#### Working data
#####

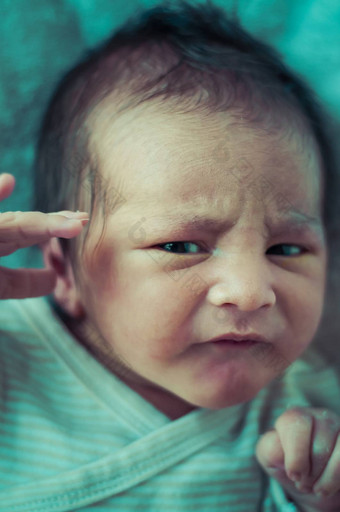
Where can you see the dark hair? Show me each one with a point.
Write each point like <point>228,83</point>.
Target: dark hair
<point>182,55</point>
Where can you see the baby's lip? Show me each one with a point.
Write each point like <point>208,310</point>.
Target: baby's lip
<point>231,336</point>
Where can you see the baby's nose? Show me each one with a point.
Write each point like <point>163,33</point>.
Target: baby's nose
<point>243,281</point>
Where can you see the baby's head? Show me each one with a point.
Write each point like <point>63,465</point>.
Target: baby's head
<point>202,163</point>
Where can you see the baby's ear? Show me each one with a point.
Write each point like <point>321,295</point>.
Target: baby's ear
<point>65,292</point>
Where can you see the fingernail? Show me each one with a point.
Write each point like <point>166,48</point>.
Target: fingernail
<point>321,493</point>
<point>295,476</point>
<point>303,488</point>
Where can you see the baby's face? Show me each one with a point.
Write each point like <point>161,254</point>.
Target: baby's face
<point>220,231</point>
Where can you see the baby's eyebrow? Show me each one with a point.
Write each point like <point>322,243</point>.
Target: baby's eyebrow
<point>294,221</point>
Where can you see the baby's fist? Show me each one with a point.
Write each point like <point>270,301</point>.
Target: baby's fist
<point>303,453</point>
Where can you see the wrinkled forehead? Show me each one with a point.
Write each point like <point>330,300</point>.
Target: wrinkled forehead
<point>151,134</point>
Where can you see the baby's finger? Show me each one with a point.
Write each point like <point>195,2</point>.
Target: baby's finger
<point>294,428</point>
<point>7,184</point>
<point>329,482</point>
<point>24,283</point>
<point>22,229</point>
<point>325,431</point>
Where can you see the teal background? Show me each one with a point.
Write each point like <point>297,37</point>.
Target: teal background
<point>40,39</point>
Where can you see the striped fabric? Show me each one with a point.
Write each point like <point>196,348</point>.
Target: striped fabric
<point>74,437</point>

#####

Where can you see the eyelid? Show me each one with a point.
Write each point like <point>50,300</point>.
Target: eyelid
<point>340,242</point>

#####

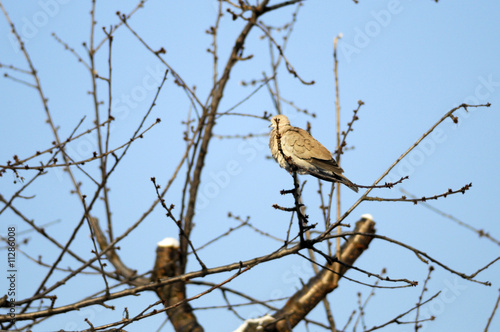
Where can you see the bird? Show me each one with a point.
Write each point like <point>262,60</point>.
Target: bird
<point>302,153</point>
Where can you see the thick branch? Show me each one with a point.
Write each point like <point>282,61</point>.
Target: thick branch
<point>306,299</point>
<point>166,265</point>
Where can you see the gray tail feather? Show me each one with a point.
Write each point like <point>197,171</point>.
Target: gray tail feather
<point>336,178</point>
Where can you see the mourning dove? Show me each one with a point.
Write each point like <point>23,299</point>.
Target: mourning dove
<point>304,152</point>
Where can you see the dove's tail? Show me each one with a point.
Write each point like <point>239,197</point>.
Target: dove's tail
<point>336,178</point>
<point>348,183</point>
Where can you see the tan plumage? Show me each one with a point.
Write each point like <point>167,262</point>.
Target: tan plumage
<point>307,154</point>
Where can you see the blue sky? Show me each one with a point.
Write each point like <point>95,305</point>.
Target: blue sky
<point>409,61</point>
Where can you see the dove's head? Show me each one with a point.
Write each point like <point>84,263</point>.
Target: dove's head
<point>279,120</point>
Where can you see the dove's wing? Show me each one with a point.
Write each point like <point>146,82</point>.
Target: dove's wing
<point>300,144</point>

#####

#### Instructions for the task
Render the material above as a Markdown table with the columns Row and Line, covering only the span from the line with "Where can you see the baby's head?" up to and including the line with "<point>65,292</point>". Number each line in the Row column and leave out any blank lines.

#### Exercise response
| Row | Line |
|---|---|
| 1 | Where can you see the baby's head? Show me each one with a point. |
| 2 | Write each point like <point>63,465</point>. |
| 3 | Target: baby's head |
| 4 | <point>202,163</point> |
| 5 | Where can you see the baby's ear? Show me each one with a point. |
| 6 | Write each point like <point>321,295</point>. |
| 7 | Target: baby's ear |
| 8 | <point>65,292</point> |